(Records excerpted from a collection)
-- Opening Marker --
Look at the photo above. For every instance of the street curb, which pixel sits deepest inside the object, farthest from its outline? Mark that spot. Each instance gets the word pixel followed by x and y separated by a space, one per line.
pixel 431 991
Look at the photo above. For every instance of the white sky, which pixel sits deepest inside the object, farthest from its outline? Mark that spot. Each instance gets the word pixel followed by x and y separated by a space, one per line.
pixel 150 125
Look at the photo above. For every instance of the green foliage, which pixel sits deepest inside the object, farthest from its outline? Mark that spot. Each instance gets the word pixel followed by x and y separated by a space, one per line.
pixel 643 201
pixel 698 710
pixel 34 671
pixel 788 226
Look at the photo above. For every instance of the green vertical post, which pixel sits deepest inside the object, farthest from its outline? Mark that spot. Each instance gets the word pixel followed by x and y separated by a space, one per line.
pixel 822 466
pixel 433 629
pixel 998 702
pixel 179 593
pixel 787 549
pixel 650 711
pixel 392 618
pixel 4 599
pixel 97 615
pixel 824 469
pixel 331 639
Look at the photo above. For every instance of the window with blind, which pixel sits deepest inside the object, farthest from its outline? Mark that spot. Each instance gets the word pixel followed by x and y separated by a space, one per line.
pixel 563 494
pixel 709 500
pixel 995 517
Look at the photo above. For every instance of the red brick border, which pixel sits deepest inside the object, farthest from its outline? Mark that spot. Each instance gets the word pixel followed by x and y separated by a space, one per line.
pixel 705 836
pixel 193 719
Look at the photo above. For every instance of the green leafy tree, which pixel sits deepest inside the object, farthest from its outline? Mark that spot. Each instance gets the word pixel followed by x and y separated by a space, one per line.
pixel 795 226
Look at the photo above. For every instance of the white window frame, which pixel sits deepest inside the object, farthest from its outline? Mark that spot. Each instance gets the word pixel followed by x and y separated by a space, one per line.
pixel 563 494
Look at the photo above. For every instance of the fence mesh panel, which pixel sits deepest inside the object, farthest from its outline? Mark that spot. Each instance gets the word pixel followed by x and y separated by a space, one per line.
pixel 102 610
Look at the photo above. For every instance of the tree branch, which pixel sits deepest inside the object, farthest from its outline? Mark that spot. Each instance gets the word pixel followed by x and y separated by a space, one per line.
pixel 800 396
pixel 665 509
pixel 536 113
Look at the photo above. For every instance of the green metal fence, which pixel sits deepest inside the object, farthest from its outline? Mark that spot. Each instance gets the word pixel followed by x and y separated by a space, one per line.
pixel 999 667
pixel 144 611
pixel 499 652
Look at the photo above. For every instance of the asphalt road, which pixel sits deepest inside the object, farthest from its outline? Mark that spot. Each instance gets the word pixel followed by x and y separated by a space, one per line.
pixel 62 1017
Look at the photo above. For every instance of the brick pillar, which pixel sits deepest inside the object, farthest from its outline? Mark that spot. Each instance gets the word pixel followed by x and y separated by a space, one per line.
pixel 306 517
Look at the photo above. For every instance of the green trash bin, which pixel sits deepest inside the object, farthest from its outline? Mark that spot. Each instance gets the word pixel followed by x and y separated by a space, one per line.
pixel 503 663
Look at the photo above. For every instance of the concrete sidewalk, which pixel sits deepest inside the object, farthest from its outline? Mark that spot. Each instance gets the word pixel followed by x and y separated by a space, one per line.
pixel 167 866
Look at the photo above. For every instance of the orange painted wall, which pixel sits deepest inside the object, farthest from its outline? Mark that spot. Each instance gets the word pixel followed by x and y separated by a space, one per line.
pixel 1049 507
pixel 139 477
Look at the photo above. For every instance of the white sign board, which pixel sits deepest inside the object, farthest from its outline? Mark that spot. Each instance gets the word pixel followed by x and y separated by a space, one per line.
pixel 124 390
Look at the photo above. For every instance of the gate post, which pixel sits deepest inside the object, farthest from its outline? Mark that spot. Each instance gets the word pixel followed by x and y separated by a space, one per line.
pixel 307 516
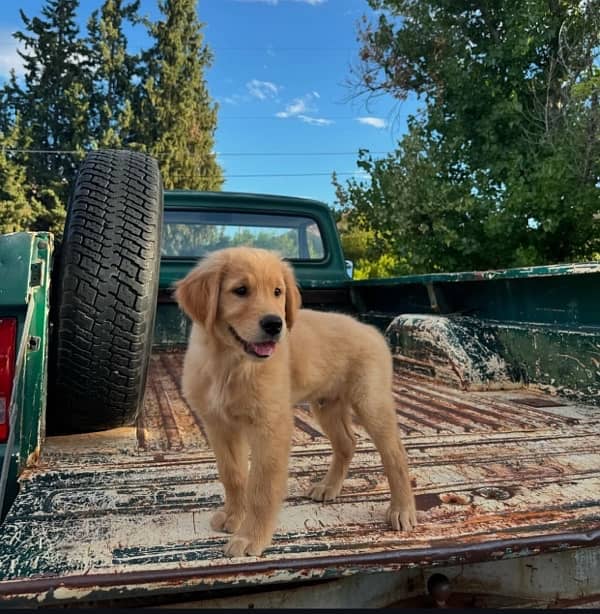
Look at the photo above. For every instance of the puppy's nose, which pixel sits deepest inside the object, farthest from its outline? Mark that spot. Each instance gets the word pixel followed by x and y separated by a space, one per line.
pixel 271 325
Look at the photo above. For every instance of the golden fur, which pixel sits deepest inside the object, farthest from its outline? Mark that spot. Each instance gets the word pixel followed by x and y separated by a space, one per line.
pixel 245 401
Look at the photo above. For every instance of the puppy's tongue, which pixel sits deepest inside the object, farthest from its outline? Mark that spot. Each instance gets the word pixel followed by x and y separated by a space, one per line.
pixel 263 349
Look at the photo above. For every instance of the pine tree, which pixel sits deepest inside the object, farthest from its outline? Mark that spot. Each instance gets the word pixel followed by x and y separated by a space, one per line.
pixel 18 211
pixel 112 93
pixel 177 118
pixel 54 101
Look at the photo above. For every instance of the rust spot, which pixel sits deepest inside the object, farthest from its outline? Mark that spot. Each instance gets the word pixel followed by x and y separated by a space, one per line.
pixel 537 402
pixel 492 492
pixel 452 498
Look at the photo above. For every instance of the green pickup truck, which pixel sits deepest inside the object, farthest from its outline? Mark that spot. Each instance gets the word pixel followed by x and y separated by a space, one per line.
pixel 108 483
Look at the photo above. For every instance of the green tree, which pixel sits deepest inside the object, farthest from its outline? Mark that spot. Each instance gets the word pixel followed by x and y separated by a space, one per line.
-- Closing Marker --
WHAT IS NEEDED:
Give the records again exactly, minus the pictures.

REPLY:
Look at the photo above. For every instance of the street curb, which pixel sits deepest inside the object, farthest from its outline? Mark that spot. Each instance gets the word pixel followed by x and y separated by a space, one per line.
pixel 431 991
Look at the photo above. For every instance of the white sky, which pixel sits deepest inside the object, farthest from its outline? Mark that spot. Each instance gets the word pixel followed by x and y separated by a space, one per line.
pixel 150 125
Look at the photo above. For every instance of the green foliage, which pixel sits deepest inside the object, farthest from its outline? Mark that spot. Each instance gets the word pixel followed by x and y separated by a space, one per line.
pixel 643 201
pixel 698 710
pixel 34 671
pixel 788 226
Look at the photo above. For every instance of the green vertical post, which pixel sits deepest inside the object, farthest from its outline? Mark that spot. Each instance gets the word pixel followed by x and y separated by a space, one per line.
pixel 822 466
pixel 433 629
pixel 998 702
pixel 179 593
pixel 787 549
pixel 650 711
pixel 392 618
pixel 4 599
pixel 97 615
pixel 824 469
pixel 331 639
Look at the photo above. For every instance of the window with blind, which pixel sits deepest inside the object, farthest from its outline? Mark that spot. Each instance gets the word pixel followed by x and y separated by a space, one per line.
pixel 563 494
pixel 709 500
pixel 995 517
Look at the photo above. For every instance of the red brick border, which pixel sits deepest inside the object, farthest from its outline? Mark that spot. Each instance gets the word pixel followed by x and y separated by a space, one per line.
pixel 705 836
pixel 193 719
Look at the photo above. For every instance of the green leafy tree, which pixel sits deepest inside the object, farthest from its outline? Mark that spot. Each instance gets the word pixel followed by x and y separated by a space, one per line.
pixel 795 226
Look at the photo above. For every instance of the white window frame, which pixel sits deepest inside the object, farthest from its outline? Mark that spot. Each instance gets the word pixel followed by x and y separated by a space, one per line.
pixel 563 494
Look at the photo above. For every instance of the fence mesh panel, which pixel sits deepest inside the object, farthest from its outline? Mark that spot. Each instance gets the word pixel followed by x and y separated by a space, one per line.
pixel 102 610
Look at the photo above. For every instance of the tree branch, which pixel sits deepest inside the object, farthest from its outline? Mark that spot. Each instance gets the word pixel followed by x and y separated by a space, one per line.
pixel 800 396
pixel 665 509
pixel 536 113
Look at the photo above. For every instance of the green metal fence, which pixel sits deepest inside the object, farthest from its outline? Mark that spot. Each instance gets the word pixel followed by x and y separated by a space, one per line.
pixel 999 667
pixel 144 611
pixel 499 652
Look at the photo above. For every instance of the asphalt road, which pixel sits deepest inside the object, farthest from its outline? Mark that spot. Each instance gets the word pixel followed by x and y separated by a space, one per line.
pixel 62 1017
Look at the photo above. For every instance of the brick pillar, which pixel sits deepest inside the object, farthest from its outline? Mark that spot. Each instance gets the word pixel followed by x and y separated by a space, one per line.
pixel 306 517
Look at the photo above. For every instance of the green trash bin, which pixel sits deepest inside the object, farthest from its outline? Mark that spot. Each instance gets the word pixel followed by x and y separated by a space, one per line.
pixel 503 663
Look at the photo above. For every instance of the concrete sidewalk, which pixel sits deepest inside the object, farthest from its outline? Mark that spot. Each instance gets the word pixel followed by x and y separated by a space, one per line.
pixel 167 866
Look at the photo above. For every instance of the orange painted wall, which pixel sits deepest inside the object, farthest from its outline? Mark that spot. Each instance gets the word pixel followed by x and y separated by a space, one per line.
pixel 1049 507
pixel 139 477
Look at the photo above. For every instance of the white sign board, which pixel sits deepest inside the object, farthest from its outline? Mark that spot. Each instance gets the word pixel followed by x and y separated by a space, one per line.
pixel 124 390
Look at the photo above. For every instance of the gate post, which pixel sits deepest inside the object, farthest from its outline? Mark that spot. Each instance gets the word pixel followed by x and y separated by a space, one per line.
pixel 307 516
Look at the photo above. For every instance of the puppy's nose, which pixel sits deepest inside the object, farthest from its outline? Mark that spot. Each instance gets the word pixel followed by x and y separated by a space, one per line.
pixel 271 325
Look at the photo above. For every instance of the golden fur, which pixel sits deepest inside the object, farthest from its outline? Mark that spot. Each instance gets the word pixel followed by x and y separated by a space, one per line.
pixel 245 401
Look at the photo above. For every instance of the puppy's tongue, which pixel sits deepest inside the object, farthest from its outline? Mark that spot. Each instance gets the word pixel followed by x and y separated by a space, one per line.
pixel 263 349
Look at the photo above. For every instance of the pine tree, which pixel sits deepest inside the object, farthest from its outline? Mark that spot. Each instance gets the word pixel followed by x and y separated by a space, one per line.
pixel 18 211
pixel 112 93
pixel 177 118
pixel 54 101
Look at the photo above. For every instance of the rust spot, which pixel sits deepest inside the object, farthest from its outline? Mark that spot. Each instance gets the word pixel followed by x and y separated by a space, one per line.
pixel 537 402
pixel 492 492
pixel 452 498
Look at the photo above. For every instance of the green pickup truck, which pixel sits deepest inside the object, farthest from its outline? Mark that spot. Each instance gets the word pixel followed by x and y separated by a space, one per line.
pixel 108 483
Look at the photo above. For every instance of the green tree, which pixel sits deepest inside the object, farthest from its outline? Mark that spot. Each instance gets the word pixel followed by x and y separated by a space, one per line.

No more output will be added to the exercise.